> **TO DO**: How many lines in the data below contain the word "roof"? Matching is case-sensitive; reply with the number only.

--- INFORMATION GIVEN ---

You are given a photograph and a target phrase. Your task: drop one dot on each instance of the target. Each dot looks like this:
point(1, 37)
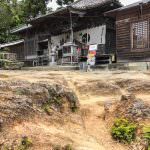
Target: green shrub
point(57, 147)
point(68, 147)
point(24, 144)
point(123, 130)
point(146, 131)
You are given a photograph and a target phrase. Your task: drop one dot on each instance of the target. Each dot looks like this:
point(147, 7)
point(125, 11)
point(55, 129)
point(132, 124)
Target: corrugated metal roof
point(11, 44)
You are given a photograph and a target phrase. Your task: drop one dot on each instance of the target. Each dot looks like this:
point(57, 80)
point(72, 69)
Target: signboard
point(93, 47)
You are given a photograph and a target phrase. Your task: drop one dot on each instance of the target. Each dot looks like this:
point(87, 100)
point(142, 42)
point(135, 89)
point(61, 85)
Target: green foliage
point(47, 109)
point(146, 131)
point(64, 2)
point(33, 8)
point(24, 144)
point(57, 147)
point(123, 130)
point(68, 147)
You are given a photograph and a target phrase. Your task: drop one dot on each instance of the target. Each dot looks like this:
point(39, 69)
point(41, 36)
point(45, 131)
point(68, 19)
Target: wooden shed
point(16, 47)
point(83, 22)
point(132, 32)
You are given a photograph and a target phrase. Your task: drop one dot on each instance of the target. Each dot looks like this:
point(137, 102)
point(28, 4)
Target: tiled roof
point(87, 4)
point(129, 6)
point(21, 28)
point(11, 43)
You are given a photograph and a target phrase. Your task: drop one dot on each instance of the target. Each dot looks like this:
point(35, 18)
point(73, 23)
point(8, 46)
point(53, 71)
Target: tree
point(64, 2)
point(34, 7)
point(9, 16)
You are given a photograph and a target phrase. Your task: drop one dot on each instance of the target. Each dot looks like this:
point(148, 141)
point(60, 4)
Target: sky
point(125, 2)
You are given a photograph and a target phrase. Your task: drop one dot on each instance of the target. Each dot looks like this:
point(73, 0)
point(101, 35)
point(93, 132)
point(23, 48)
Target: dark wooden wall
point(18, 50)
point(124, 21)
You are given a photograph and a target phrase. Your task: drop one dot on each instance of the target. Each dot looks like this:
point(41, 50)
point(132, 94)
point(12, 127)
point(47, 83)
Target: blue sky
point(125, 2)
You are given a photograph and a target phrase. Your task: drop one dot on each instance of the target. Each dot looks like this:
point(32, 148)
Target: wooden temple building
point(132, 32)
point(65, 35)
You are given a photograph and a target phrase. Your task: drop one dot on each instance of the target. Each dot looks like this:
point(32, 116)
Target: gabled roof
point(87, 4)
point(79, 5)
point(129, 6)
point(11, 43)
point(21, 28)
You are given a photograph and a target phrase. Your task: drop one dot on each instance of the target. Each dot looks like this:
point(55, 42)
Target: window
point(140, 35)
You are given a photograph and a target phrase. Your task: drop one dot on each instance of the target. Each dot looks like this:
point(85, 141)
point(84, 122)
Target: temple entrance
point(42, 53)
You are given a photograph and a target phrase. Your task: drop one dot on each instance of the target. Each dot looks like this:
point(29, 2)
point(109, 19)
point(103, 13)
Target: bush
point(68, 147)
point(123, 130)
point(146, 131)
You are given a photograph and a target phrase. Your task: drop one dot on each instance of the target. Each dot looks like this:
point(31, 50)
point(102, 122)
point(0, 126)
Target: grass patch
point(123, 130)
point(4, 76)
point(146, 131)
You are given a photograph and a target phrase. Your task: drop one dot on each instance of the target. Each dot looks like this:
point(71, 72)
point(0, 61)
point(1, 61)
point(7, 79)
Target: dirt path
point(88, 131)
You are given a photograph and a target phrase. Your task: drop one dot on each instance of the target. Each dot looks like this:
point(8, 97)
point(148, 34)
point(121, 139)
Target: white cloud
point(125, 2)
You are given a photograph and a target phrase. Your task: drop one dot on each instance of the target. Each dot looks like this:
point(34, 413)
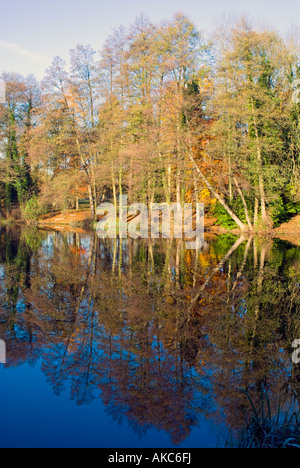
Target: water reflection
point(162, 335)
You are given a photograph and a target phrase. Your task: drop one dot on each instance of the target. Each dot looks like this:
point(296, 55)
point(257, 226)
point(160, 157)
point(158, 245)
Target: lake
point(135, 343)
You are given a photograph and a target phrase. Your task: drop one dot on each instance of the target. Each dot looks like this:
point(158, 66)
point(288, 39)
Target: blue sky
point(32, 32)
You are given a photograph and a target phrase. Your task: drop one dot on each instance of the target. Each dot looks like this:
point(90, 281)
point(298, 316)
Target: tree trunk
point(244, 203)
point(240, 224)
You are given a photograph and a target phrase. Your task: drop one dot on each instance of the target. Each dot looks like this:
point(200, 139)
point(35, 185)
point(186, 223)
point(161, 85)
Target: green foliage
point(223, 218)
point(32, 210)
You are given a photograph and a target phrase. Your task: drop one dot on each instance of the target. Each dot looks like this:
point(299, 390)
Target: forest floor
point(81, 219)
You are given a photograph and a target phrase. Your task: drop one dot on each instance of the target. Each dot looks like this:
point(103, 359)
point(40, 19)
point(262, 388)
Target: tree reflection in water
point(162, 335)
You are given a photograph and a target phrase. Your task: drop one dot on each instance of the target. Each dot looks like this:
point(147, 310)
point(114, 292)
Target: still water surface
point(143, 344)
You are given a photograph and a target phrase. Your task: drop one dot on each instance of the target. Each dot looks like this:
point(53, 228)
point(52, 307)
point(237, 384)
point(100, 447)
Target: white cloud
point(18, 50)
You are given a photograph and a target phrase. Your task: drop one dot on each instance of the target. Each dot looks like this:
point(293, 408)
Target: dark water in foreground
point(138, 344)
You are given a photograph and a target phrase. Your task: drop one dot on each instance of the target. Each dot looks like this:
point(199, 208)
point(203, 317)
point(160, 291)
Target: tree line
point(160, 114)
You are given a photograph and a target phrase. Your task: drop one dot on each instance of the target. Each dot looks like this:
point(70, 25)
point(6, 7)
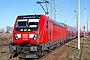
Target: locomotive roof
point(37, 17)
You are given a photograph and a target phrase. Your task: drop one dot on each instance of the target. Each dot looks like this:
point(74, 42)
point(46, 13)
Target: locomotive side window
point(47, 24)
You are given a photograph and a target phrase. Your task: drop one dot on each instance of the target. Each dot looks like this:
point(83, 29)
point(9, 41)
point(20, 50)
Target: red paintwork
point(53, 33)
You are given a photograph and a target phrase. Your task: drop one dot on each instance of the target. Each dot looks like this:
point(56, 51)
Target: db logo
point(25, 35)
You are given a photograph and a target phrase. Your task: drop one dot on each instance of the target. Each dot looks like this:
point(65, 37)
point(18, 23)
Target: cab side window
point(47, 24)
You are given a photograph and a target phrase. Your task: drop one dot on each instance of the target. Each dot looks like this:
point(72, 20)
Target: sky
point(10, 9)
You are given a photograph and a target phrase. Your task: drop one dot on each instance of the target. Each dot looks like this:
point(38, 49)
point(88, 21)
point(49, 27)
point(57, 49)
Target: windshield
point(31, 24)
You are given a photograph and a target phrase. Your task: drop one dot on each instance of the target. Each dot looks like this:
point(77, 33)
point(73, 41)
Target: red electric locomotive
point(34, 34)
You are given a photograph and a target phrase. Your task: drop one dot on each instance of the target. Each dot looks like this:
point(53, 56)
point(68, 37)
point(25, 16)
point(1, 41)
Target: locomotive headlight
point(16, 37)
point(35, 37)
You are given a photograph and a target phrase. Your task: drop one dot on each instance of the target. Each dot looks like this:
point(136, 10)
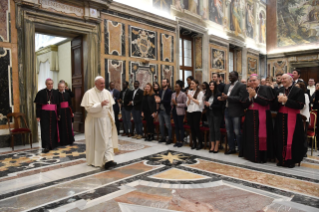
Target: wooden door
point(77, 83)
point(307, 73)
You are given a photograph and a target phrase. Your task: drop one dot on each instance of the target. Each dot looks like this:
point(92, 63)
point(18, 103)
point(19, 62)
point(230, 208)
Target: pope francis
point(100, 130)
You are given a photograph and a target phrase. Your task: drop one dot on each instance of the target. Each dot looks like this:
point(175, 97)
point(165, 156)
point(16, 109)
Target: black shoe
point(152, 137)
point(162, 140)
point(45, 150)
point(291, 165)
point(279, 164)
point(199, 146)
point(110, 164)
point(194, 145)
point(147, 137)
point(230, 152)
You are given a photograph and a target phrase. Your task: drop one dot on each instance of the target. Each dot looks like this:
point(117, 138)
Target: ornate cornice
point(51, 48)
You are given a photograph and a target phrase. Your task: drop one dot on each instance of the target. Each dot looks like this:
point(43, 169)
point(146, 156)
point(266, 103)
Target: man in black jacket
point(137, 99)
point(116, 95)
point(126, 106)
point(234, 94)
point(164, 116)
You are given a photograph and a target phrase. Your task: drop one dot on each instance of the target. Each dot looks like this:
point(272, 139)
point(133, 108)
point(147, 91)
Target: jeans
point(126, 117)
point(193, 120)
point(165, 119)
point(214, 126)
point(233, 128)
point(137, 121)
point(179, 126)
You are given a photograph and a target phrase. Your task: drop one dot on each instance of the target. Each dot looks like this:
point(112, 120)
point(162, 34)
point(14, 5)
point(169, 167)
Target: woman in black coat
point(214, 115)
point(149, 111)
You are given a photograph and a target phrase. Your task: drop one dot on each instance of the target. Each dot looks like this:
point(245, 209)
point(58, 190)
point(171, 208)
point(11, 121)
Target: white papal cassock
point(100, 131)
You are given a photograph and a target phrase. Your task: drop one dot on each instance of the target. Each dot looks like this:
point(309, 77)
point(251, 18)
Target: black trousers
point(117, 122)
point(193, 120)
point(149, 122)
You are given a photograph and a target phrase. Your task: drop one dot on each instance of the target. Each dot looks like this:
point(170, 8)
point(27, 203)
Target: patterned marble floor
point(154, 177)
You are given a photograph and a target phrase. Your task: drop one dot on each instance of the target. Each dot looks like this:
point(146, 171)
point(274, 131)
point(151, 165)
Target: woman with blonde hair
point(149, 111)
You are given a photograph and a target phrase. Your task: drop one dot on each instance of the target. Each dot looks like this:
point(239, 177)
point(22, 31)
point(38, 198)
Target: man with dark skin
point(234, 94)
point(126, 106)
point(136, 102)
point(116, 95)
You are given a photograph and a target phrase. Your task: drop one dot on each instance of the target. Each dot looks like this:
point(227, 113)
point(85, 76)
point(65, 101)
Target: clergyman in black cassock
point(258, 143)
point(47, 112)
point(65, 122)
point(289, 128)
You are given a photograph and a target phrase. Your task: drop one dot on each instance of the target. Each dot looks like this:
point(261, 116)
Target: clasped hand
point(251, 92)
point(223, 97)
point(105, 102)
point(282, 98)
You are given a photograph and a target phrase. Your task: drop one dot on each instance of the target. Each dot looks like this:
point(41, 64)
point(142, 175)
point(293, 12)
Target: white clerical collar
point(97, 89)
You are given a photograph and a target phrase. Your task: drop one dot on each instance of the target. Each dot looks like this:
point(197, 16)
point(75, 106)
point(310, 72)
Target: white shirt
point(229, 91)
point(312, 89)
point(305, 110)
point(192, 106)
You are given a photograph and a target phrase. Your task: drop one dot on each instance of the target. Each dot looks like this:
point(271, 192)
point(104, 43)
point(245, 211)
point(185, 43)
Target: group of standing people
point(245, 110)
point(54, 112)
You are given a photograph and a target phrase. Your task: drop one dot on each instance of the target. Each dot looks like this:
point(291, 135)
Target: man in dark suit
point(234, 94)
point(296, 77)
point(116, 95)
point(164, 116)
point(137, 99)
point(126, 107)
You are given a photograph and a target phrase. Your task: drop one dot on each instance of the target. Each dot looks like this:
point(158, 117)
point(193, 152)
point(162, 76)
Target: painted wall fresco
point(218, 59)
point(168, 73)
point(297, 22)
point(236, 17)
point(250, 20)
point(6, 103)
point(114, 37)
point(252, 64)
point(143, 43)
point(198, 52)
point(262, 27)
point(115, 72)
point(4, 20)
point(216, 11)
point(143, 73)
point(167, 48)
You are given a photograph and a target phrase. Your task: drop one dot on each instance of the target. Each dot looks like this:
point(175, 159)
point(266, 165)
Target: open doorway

---
--- INFORMATION GIVEN ---

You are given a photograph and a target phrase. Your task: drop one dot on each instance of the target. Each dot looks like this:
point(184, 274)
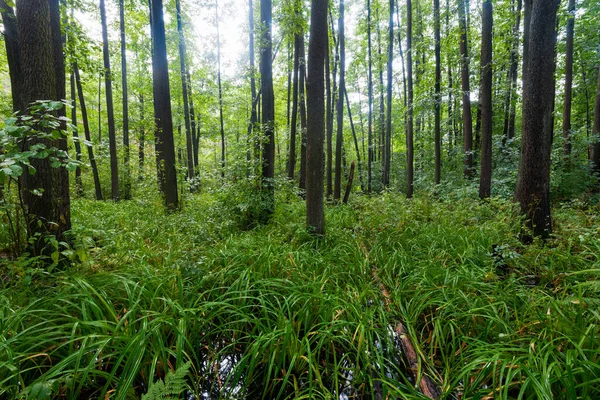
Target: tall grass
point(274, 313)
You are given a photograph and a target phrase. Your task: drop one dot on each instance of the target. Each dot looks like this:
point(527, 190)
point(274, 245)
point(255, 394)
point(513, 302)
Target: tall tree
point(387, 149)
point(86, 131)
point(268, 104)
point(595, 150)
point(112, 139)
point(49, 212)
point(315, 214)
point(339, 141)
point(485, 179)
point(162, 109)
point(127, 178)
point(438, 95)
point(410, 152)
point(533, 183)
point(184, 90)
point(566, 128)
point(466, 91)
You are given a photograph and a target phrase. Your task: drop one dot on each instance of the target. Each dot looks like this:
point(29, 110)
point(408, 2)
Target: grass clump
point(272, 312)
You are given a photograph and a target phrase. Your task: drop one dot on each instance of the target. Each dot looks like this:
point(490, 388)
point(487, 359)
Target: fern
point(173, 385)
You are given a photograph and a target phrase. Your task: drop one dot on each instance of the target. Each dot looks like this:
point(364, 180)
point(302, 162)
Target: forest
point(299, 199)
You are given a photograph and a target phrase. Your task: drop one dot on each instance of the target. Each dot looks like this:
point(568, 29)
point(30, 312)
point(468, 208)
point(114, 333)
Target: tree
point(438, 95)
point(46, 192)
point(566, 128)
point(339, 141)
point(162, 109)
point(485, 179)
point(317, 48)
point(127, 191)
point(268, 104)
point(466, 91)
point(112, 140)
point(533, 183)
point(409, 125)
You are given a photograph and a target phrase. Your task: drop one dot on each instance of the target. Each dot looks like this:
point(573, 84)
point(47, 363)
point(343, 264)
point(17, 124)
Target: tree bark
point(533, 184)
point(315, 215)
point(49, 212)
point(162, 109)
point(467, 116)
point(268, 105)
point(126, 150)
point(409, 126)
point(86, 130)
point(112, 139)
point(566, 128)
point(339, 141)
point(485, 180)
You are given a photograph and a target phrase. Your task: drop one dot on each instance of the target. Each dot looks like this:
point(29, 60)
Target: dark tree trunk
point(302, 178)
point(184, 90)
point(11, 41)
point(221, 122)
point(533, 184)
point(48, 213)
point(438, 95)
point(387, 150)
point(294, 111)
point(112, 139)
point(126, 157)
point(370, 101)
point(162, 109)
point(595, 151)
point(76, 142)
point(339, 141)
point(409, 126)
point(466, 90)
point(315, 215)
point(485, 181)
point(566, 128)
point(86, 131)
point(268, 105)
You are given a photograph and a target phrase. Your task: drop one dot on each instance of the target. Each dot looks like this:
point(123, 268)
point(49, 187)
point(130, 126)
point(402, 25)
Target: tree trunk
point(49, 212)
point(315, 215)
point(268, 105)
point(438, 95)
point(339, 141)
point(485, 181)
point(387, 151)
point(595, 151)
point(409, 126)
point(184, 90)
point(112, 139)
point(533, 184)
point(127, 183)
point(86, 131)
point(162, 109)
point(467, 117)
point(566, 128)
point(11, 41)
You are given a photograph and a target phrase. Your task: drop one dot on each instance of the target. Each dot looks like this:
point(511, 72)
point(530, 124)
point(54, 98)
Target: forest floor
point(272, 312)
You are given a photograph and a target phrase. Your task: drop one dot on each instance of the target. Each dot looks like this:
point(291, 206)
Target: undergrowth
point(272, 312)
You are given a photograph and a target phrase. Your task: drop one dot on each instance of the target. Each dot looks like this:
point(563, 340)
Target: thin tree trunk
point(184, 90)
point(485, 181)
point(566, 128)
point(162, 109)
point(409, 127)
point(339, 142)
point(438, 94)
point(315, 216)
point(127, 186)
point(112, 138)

---

> **RESULT OF THIS EXERCISE**: 4